TASK DESCRIPTION >> The records below are to be repeated in full, exactly as they are.

○ ○ ○ ○ ○

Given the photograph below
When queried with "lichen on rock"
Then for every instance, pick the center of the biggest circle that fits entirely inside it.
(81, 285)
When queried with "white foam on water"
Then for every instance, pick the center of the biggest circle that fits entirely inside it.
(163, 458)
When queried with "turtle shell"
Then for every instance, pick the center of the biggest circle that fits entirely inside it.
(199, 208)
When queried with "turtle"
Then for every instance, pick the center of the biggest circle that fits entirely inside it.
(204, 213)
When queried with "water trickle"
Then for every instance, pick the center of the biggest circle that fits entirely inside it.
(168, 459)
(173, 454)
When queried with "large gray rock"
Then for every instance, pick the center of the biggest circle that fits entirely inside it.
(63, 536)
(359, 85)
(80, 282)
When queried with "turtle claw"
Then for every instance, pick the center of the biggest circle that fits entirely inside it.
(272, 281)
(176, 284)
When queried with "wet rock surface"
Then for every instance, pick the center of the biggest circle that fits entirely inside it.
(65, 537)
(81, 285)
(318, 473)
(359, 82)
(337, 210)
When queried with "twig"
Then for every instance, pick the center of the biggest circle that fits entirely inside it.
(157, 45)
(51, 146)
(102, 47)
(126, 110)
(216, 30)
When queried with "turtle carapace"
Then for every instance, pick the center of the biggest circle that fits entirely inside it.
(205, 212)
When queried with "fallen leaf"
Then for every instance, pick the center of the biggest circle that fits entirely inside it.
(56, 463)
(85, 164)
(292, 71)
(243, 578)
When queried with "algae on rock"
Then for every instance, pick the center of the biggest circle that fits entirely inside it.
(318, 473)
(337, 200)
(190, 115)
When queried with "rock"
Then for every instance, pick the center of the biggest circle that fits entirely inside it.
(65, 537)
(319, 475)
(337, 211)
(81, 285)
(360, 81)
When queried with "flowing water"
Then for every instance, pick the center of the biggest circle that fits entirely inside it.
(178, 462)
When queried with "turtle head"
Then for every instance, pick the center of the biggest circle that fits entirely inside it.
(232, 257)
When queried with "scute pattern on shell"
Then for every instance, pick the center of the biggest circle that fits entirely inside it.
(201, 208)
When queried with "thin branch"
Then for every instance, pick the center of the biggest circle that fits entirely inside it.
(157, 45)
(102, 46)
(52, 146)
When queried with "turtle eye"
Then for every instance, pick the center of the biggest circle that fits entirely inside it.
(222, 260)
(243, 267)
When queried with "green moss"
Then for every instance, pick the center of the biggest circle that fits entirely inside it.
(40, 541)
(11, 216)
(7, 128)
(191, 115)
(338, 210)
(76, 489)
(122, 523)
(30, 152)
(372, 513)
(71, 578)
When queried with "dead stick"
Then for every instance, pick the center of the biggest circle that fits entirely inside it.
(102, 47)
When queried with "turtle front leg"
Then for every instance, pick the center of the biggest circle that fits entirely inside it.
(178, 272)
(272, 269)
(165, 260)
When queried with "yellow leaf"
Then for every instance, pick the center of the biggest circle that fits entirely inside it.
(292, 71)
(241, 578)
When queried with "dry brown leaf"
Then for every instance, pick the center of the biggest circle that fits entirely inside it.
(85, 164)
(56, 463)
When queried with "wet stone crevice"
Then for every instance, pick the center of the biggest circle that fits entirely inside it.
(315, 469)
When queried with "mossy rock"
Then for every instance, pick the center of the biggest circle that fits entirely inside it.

○ ○ ○ ○ ○

CORRECT RESULT >>
Given the photograph below
When queried with "lichen on rock"
Then for every instance, pick the center of the biggest circle that fits entirely inside it.
(81, 285)
When queried with "white foam on water"
Then for every instance, pick the center of the biggest circle that fits entirely inside it.
(163, 458)
When queried with "turtle shell"
Then for every instance, pick the center of the biggest circle that fits entirely inside it.
(199, 208)
When queried with "turtle"
Then for every instance, pick the center of the biggest circle that fits entirely inside it.
(204, 213)
When queried with "water trickle"
Then for every instance, pick the center of the biggest circle that fits entirely inside it.
(168, 459)
(173, 454)
When queried with "large gray rock"
Then for every instance, pick the center of the biggest circle that fits entirely inside it.
(63, 536)
(359, 85)
(80, 282)
When queried with "turtle claw"
Then for every instance, pick the center of the biggest circle that fits entirely inside it.
(272, 281)
(176, 284)
When queried with "wet rock surface"
Then for every instance, pick the center of the biggest circle that fits entirely inside it.
(65, 537)
(81, 285)
(318, 473)
(359, 82)
(337, 210)
When queried with "twig"
Then for every instance, pick the center of the biggest circle that fits entirely inside it.
(157, 45)
(51, 146)
(102, 47)
(126, 110)
(216, 30)
When queried with "turtle carapace"
Then for every instance, pick the center of the biggest circle that fits entirely inside it.
(205, 212)
When queried with "fallen leaf"
Then for every instance, pick the center of the biggest circle that fits entirely inside it.
(56, 463)
(85, 164)
(292, 71)
(243, 578)
When queried with "algae on rock"
Then for every instance, pick the center of the biggest circle that fits entirely inside it.
(318, 473)
(337, 200)
(190, 115)
When queried with "rock"
Then for every instance, pick the center of the biggest circle that fits entirely inside it.
(65, 537)
(319, 475)
(337, 211)
(81, 285)
(360, 81)
When queried with "flowing water"
Then for every instance, pick the center of the biggest circle that fits entirely inside it.
(178, 462)
When queried with "turtle head"
Then for every instance, pick the center of the biggest circle that fits entirely inside it.
(232, 257)
When queried with "scute pattern on shell"
Then for every instance, pick the center of the biggest circle that fits entirely inside it.
(201, 208)
When queried with "thin branch"
Then for every instance, pick the center of the biggest circle that fits entirely inside it.
(157, 45)
(102, 46)
(52, 146)
When queried with "turtle eye"
Then for every instance, pick the center of the biggest circle that fits entirely inside it.
(222, 260)
(243, 267)
When queried with "green moss"
Then for every instance, pick the center of the biggest circle that fits entirely inside it.
(40, 541)
(11, 216)
(7, 128)
(191, 115)
(338, 210)
(76, 489)
(122, 523)
(30, 152)
(372, 513)
(71, 578)
When queried with "dead stick"
Then for every instance, pick the center of the biggest circle that fits entirely inside it.
(102, 47)
When queried with "turtle front leg"
Then for every instance, pick the center of the biggest circle that fits entirely inside it.
(178, 272)
(272, 269)
(165, 260)
When queried with "yellow leaf"
Then for every instance, pick the center of the biggest circle that fits entirely inside it.
(292, 71)
(241, 578)
When queried with "dry brown leaf"
Then for every instance, pick the center of the biggest circle that fits entirely inside it.
(85, 164)
(56, 463)
When queried with "wet stone crevice"
Then for every instance, pick the center of the biggest circle that fits entirely inside it.
(315, 469)
When queried with "mossy rock"
Then for every instance, pick the center of the biggest circle that fits entirely inside it.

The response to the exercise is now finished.